- Directions
An exact retyping of every record is required.

- Task input

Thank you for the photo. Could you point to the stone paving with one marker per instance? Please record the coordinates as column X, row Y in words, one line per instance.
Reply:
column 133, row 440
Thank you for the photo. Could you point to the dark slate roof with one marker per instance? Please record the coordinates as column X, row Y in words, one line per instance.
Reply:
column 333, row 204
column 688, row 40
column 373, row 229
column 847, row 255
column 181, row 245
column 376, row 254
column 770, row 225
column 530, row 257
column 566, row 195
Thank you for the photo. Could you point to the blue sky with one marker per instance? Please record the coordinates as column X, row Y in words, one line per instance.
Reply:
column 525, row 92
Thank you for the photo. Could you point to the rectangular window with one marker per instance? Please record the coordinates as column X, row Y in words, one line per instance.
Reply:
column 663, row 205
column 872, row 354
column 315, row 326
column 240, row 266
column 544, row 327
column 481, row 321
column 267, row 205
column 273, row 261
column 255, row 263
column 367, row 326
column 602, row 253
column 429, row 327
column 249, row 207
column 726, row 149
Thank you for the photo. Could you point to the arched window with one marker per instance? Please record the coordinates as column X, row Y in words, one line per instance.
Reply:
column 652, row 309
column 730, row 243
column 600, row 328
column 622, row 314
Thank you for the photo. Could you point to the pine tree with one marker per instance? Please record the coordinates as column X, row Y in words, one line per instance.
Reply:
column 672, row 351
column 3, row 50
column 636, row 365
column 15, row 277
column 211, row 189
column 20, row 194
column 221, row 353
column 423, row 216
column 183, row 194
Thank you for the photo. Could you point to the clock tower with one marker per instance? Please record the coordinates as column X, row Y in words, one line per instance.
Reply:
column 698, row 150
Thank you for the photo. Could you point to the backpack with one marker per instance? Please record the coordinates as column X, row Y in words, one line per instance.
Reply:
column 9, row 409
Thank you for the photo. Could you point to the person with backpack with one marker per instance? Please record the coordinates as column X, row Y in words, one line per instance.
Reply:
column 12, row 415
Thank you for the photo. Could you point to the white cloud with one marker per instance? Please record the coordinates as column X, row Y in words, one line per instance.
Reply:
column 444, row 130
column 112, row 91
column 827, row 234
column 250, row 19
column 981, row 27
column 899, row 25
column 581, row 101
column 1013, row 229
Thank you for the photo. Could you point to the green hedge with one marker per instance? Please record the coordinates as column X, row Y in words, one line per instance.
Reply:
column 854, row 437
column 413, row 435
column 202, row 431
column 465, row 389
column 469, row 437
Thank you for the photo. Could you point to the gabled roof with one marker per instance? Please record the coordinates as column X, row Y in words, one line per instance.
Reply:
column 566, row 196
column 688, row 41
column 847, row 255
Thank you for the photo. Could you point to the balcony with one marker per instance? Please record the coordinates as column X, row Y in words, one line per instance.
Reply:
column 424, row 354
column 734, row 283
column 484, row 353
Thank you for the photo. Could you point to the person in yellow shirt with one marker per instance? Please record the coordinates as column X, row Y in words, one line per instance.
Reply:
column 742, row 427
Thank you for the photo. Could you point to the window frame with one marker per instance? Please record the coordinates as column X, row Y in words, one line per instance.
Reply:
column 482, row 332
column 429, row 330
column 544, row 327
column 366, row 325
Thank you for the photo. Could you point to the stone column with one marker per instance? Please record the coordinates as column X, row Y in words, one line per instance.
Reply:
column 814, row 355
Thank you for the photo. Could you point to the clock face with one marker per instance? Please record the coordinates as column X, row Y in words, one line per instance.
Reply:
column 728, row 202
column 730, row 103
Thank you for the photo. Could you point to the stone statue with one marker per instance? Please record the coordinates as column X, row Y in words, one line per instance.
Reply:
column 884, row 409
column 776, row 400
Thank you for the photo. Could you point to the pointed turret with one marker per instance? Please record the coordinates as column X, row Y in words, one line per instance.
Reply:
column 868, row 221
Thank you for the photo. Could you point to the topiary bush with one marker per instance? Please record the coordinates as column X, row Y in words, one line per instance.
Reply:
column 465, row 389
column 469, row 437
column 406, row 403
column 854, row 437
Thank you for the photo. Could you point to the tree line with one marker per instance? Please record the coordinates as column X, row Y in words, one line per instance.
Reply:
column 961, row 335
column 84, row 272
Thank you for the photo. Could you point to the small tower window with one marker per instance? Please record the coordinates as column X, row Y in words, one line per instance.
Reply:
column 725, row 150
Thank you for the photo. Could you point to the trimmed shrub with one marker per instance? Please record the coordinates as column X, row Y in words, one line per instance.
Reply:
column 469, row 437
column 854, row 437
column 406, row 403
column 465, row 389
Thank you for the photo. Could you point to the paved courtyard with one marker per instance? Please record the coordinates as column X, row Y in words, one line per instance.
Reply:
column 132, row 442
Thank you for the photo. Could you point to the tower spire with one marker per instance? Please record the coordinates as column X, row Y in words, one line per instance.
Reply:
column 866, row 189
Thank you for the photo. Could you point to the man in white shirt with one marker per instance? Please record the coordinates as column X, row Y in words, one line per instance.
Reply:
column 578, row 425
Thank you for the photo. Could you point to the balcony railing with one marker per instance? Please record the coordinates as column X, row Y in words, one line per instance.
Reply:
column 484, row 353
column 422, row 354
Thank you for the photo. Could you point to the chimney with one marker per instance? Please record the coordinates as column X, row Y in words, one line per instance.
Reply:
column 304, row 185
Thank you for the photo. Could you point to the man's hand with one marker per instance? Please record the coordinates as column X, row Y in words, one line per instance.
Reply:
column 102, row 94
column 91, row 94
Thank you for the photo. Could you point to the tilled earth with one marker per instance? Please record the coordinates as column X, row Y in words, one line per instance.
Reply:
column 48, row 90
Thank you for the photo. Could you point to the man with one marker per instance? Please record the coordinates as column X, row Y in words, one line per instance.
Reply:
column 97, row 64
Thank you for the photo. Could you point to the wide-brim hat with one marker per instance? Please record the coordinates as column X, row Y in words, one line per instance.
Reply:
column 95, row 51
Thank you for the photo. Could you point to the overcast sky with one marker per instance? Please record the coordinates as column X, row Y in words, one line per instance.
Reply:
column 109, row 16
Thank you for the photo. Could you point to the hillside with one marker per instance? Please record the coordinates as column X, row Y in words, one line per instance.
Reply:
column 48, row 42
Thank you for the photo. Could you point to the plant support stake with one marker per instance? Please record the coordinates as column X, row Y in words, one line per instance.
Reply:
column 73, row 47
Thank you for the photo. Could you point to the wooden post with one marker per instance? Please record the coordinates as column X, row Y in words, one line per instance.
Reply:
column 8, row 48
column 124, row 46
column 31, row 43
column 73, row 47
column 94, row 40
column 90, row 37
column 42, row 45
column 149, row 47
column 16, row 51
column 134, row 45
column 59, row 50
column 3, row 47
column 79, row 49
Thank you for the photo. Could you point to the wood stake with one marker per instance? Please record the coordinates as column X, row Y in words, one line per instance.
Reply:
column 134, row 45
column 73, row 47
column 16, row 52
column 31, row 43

- Output below
Thank you for the photo. Could you point to the stone paving with one marker per instance? Please record the coordinates as column X, row Y in words, one line per instance.
Reply:
column 133, row 440
Thank you for the photo. Could you point to the dark slate roof with one marker per instance? Please record the coordinates as column X, row Y in words, one line per instance.
Reply:
column 333, row 204
column 688, row 40
column 373, row 229
column 847, row 255
column 181, row 245
column 376, row 254
column 770, row 225
column 530, row 257
column 566, row 195
Thank you for the photo. Could you point to the blue sky with one marker per instance? Please record the coordinates as column X, row Y in words, one line per instance.
Reply:
column 525, row 92
Thank you for the photo. Could you point to the rectangular window with one marker per instance? Please record the coordinates as column X, row Y in words, one line per instance.
Reply:
column 663, row 205
column 872, row 354
column 315, row 326
column 240, row 266
column 544, row 327
column 481, row 321
column 267, row 205
column 273, row 261
column 255, row 263
column 367, row 326
column 602, row 253
column 429, row 327
column 249, row 207
column 726, row 149
Thank you for the photo. Could you point to the arched window with one marker per instance? Please record the coordinates as column X, row Y in words, one line per instance.
Reply:
column 652, row 309
column 730, row 243
column 600, row 328
column 622, row 314
Thank you for the photo. Could you point to the pine tree with one marker per instance? Please record the coordinates as column X, row Y in words, one line per instance.
Reply:
column 672, row 351
column 3, row 50
column 636, row 365
column 15, row 277
column 211, row 189
column 20, row 194
column 221, row 353
column 423, row 216
column 183, row 194
Thank you for the photo. Could you point to the clock tower with one marker per instance? Please record the coordinates as column X, row Y in words, one line per instance.
Reply:
column 698, row 150
Thank you for the photo. Could you point to the backpack with one marker per instance? Please record the coordinates as column X, row Y in words, one line per instance.
Reply:
column 9, row 409
Thank you for the photo. Could you point to the person with backpack with one marker per instance? Please record the coordinates as column X, row Y in words, one line per instance.
Reply:
column 12, row 415
Thank you for the photo. Could you point to the white cloud with one marker per instance? Please record the coordinates as column X, row Y in words, one line per instance.
Reply:
column 444, row 130
column 112, row 91
column 827, row 234
column 250, row 19
column 981, row 27
column 899, row 25
column 581, row 101
column 1013, row 229
Thank you for the photo. Could you point to the green hedge with one marker per instance? Please record the coordinates as column X, row Y in words, one line per instance.
Reply:
column 854, row 437
column 413, row 435
column 202, row 431
column 465, row 389
column 469, row 437
Thank you for the photo. Could you point to the gabled roof with one marker per instance? Please record the coordinates as column X, row Y in words, one line per instance.
Reply:
column 566, row 196
column 688, row 41
column 847, row 255
Thank you for the photo. Could you point to the balcony with one marker per instance? Please record the coordinates as column X, row Y in words, one line per instance.
Reply:
column 424, row 354
column 734, row 283
column 484, row 353
Thank you for the photo. Could you point to the person in yellow shirt with one marker per instance? Please record the coordinates as column X, row Y in words, one line per instance.
Reply:
column 742, row 427
Thank you for the photo. Could you point to the window frame with one marker per instance? Please record the coordinates as column X, row Y in words, one line per instance.
Reply:
column 482, row 332
column 429, row 330
column 544, row 327
column 366, row 325
Thank you for the photo. Could you point to the stone column with one marker per instance? Please record the coordinates as column X, row Y in words, one line per instance.
Reply:
column 814, row 355
Thank you for the photo. Could you point to the clock face with one marker per instance? Please record the coordinates as column X, row Y in words, one line per instance.
Reply:
column 728, row 202
column 730, row 103
Thank you for the photo. Could you point to the stone statue with one marker per instance? Please record the coordinates as column X, row Y in words, one line per instance.
Reply:
column 884, row 409
column 776, row 400
Thank you for the photo. Could you point to the pointed turret with one marker per instance? Please record the coordinates as column X, row Y in words, one line per instance.
Reply:
column 868, row 221
Thank you for the photo. Could you point to the topiary bush with one marker per instance? Please record the coordinates as column X, row Y in words, one line per instance.
Reply:
column 465, row 389
column 469, row 437
column 406, row 403
column 854, row 437
Thank you for the photo. Could you point to the tree line with one marker per instance? Please record the coordinates as column X, row Y in words, one line per instance.
Reply:
column 961, row 335
column 84, row 272
Thank you for the photo. Could you point to the small tower window with one marker per instance? Please record the coordinates as column X, row Y in words, one line per instance.
Reply:
column 725, row 150
Thank you for the photo. Could you point to the trimmed shrub with one marker per instance? Please record the coordinates as column X, row Y in words, one line per instance.
Reply:
column 469, row 437
column 854, row 437
column 406, row 403
column 465, row 389
Thank you for the photo. Could you point to the paved courtyard with one marker per instance? Please record the coordinates as column X, row Y in words, one line per instance.
Reply:
column 132, row 442
Thank you for the photo. Could you point to the tower spire with one marker per instance? Please record the coordinates as column X, row Y in words, one line per instance.
Reply:
column 866, row 189
Thank you for the photo. Could you point to the man in white shirt with one marker per instance? Please record the coordinates as column X, row Y in words, one line per instance.
Reply:
column 578, row 425
Thank you for the photo. Could you point to the balcony railing with one marker per instance? Please record the coordinates as column X, row Y in words, one line per instance.
Reply:
column 484, row 353
column 422, row 354
Thank you for the photo. Could you point to the chimney with one marker per instance? Please record the coordinates as column X, row Y in words, one line per instance.
Reply:
column 304, row 185
Thank you for the photo. Could you point to the man's hand with one marker per instance? Please record the coordinates as column X, row Y in words, one line per instance.
Reply:
column 102, row 94
column 91, row 94
Thank you for the photo. Could you point to the tilled earth with one marker per instance? Please record the coordinates as column X, row Y in words, one line per instance.
Reply:
column 48, row 90
Thank you for the photo. Could you point to the man with one marker per instance? Please record the coordinates as column X, row Y in words, one line per instance.
Reply:
column 97, row 64
Thank you for the photo. Could you point to the wide-brim hat with one marker per instance? Please record the coordinates as column X, row Y in words, one line per instance.
Reply:
column 95, row 51
Thank you for the photo. Could you point to the overcast sky with one marker per instance? Please record the coordinates as column X, row Y in words, one line per instance.
Reply:
column 109, row 16
Thank you for the photo. Could you point to the hillside with one marker per instance? Please record the coordinates as column X, row Y in words, one line per instance.
Reply:
column 48, row 42
Thank you for the photo. Could you point to the plant support stake with one marker per instance? Please record the coordinates as column X, row Y in words, one line per instance.
Reply:
column 73, row 47
Thank you for the photo. Could you point to the wooden post with one marker per instance? Please record the coordinates as column X, row Y in words, one line per instance.
Reply:
column 8, row 48
column 124, row 46
column 31, row 43
column 73, row 47
column 94, row 40
column 90, row 37
column 42, row 45
column 149, row 47
column 16, row 51
column 134, row 45
column 59, row 50
column 3, row 47
column 79, row 49
Thank you for the photo. Could you point to the wood stake with one marker per instance? Please record the coordinates as column X, row Y in words, one line per instance.
Reply:
column 134, row 45
column 73, row 47
column 16, row 52
column 31, row 43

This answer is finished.